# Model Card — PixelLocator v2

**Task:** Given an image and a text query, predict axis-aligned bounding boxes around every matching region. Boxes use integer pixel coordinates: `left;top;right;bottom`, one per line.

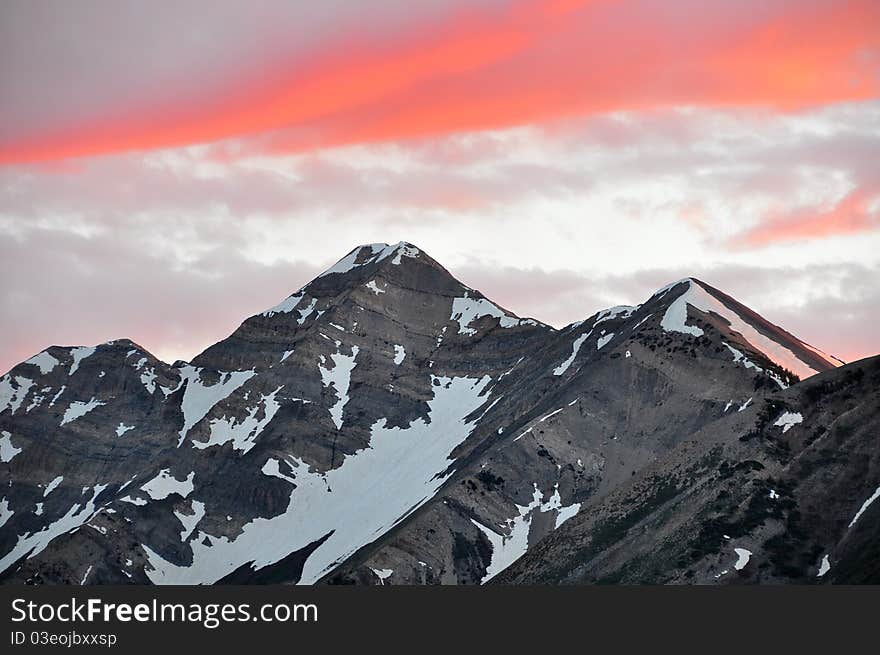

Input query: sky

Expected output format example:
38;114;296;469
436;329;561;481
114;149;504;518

0;0;880;372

######

## Short task
In the data above, rename "query" to "prompt" wherever it occurs and give the lines back otherwise unchanged. Leave the pictures out.

## Solution for this task
# Model Card — PixelLocator v2

**Task:** Given an image and a text prompt, predict axis-aligned bounding boxes around every matching region. Boxes use integer pixel coordinates: `left;top;right;bottom`, one per line.


Input prompt: sky

Expected output format example:
38;114;296;469
436;329;561;481
114;149;504;518

0;0;880;372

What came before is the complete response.